Object outline annotations ▸
-- start --

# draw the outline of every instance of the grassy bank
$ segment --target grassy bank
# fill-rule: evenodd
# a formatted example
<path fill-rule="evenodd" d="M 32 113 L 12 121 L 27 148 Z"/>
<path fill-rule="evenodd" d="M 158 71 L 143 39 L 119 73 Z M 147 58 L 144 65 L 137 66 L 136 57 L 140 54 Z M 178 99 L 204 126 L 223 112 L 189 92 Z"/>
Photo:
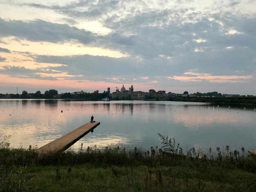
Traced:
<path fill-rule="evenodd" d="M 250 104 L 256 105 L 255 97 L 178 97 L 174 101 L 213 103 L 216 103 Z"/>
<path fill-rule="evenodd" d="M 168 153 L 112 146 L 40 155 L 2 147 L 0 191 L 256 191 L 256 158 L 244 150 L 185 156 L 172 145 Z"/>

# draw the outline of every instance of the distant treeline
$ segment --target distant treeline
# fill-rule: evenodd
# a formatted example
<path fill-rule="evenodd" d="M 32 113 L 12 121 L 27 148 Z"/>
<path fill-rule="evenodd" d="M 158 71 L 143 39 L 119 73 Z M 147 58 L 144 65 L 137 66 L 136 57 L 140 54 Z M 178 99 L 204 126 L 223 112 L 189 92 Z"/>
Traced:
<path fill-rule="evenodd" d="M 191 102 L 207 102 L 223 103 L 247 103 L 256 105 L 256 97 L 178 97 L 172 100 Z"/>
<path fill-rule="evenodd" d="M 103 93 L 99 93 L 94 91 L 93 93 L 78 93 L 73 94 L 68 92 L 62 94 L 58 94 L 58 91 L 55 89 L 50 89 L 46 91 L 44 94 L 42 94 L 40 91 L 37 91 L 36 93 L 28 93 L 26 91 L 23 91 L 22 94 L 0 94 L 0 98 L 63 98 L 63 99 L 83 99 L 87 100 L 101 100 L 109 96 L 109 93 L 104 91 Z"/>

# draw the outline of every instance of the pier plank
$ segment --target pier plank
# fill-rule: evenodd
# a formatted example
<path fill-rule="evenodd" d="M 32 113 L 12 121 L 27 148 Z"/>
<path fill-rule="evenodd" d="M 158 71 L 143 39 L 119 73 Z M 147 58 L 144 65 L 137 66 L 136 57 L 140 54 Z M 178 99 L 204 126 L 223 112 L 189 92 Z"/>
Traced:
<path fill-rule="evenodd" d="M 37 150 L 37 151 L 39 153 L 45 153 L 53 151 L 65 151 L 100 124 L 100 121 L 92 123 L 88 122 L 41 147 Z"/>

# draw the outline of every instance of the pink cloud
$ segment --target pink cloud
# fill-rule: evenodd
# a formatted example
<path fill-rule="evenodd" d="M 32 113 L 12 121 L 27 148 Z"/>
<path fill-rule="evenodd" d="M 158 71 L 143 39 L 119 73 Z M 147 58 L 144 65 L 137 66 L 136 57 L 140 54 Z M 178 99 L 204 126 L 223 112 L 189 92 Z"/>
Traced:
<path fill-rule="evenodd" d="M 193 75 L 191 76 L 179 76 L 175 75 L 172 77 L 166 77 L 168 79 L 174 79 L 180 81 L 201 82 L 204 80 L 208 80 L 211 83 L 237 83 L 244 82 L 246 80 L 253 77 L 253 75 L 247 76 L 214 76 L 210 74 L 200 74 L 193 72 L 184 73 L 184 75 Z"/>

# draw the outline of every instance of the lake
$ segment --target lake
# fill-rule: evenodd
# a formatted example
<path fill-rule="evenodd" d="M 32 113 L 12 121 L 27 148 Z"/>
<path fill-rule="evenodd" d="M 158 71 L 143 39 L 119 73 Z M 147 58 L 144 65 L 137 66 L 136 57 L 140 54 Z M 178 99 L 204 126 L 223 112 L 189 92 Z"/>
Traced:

-- end --

SET TASK ▸
Edit every row above so that "draw the outline" becomes "trace the border" wherever it occurs, keeping everything else the same. Omit the pictures from your answer.

IN RESPONSE ▸
# trace the border of every instance of the grassy bank
$ segment --target grassy bank
# fill-rule: evenodd
# a formatted example
<path fill-rule="evenodd" d="M 32 113 L 12 121 L 27 148 Z"/>
<path fill-rule="evenodd" d="M 158 71 L 143 39 L 119 73 Z M 147 58 L 144 65 L 137 66 L 136 57 L 140 54 Z M 178 99 L 204 126 L 223 112 L 189 92 Z"/>
Photo:
Traced:
<path fill-rule="evenodd" d="M 250 104 L 256 105 L 255 97 L 178 97 L 174 101 L 213 103 L 216 103 Z"/>
<path fill-rule="evenodd" d="M 168 153 L 112 146 L 40 155 L 2 147 L 0 191 L 256 191 L 256 158 L 244 150 L 185 156 L 172 145 Z"/>

# trace the border of every instance of the distant treeline
$ segment --target distant treeline
# fill-rule: evenodd
# a formatted example
<path fill-rule="evenodd" d="M 32 113 L 12 121 L 27 148 Z"/>
<path fill-rule="evenodd" d="M 158 71 L 143 39 L 119 73 Z M 147 58 L 144 65 L 137 66 L 136 57 L 140 54 Z M 178 99 L 204 126 L 223 112 L 189 92 Z"/>
Traced:
<path fill-rule="evenodd" d="M 191 102 L 207 102 L 223 103 L 247 103 L 256 105 L 256 97 L 178 97 L 172 100 Z"/>
<path fill-rule="evenodd" d="M 103 93 L 99 93 L 94 91 L 93 93 L 78 93 L 73 94 L 68 92 L 62 94 L 58 94 L 58 91 L 55 89 L 50 89 L 46 91 L 44 94 L 42 94 L 40 91 L 37 91 L 36 93 L 28 93 L 26 91 L 23 91 L 22 94 L 0 94 L 0 98 L 63 98 L 63 99 L 83 99 L 87 100 L 101 100 L 109 96 L 109 93 L 104 91 Z"/>

# trace the border of every instance of the pier plank
$ segment --target pier plank
# fill-rule: evenodd
# a formatted example
<path fill-rule="evenodd" d="M 32 113 L 12 121 L 27 148 Z"/>
<path fill-rule="evenodd" d="M 158 71 L 143 39 L 119 73 Z M 147 58 L 144 65 L 137 66 L 136 57 L 140 54 Z M 178 99 L 204 126 L 223 112 L 189 92 Z"/>
Traced:
<path fill-rule="evenodd" d="M 37 150 L 37 151 L 39 153 L 45 153 L 53 151 L 65 151 L 100 124 L 100 121 L 92 123 L 88 122 L 41 147 Z"/>

# trace the border of every instance of the pink cloud
$ segment --target pink cloud
# fill-rule: evenodd
# a formatted example
<path fill-rule="evenodd" d="M 32 113 L 12 121 L 27 148 Z"/>
<path fill-rule="evenodd" d="M 158 71 L 143 39 L 119 73 Z M 147 58 L 144 65 L 137 66 L 136 57 L 140 54 Z M 178 99 L 204 126 L 223 112 L 189 92 Z"/>
Traced:
<path fill-rule="evenodd" d="M 193 75 L 191 76 L 179 76 L 175 75 L 172 77 L 166 77 L 168 79 L 174 79 L 180 81 L 201 82 L 204 80 L 208 80 L 211 83 L 237 83 L 244 82 L 246 80 L 253 77 L 253 75 L 247 76 L 214 76 L 210 74 L 200 74 L 193 72 L 184 73 L 184 75 Z"/>

# trace the border of every instance of the lake
$ segment --target lake
# fill-rule: evenodd
# a formatted example
<path fill-rule="evenodd" d="M 32 113 L 12 121 L 27 148 Z"/>
<path fill-rule="evenodd" d="M 158 71 L 143 39 L 119 73 Z M 147 58 L 144 65 L 137 66 L 136 57 L 140 54 Z M 178 99 L 204 126 L 223 112 L 189 92 Z"/>
Traced:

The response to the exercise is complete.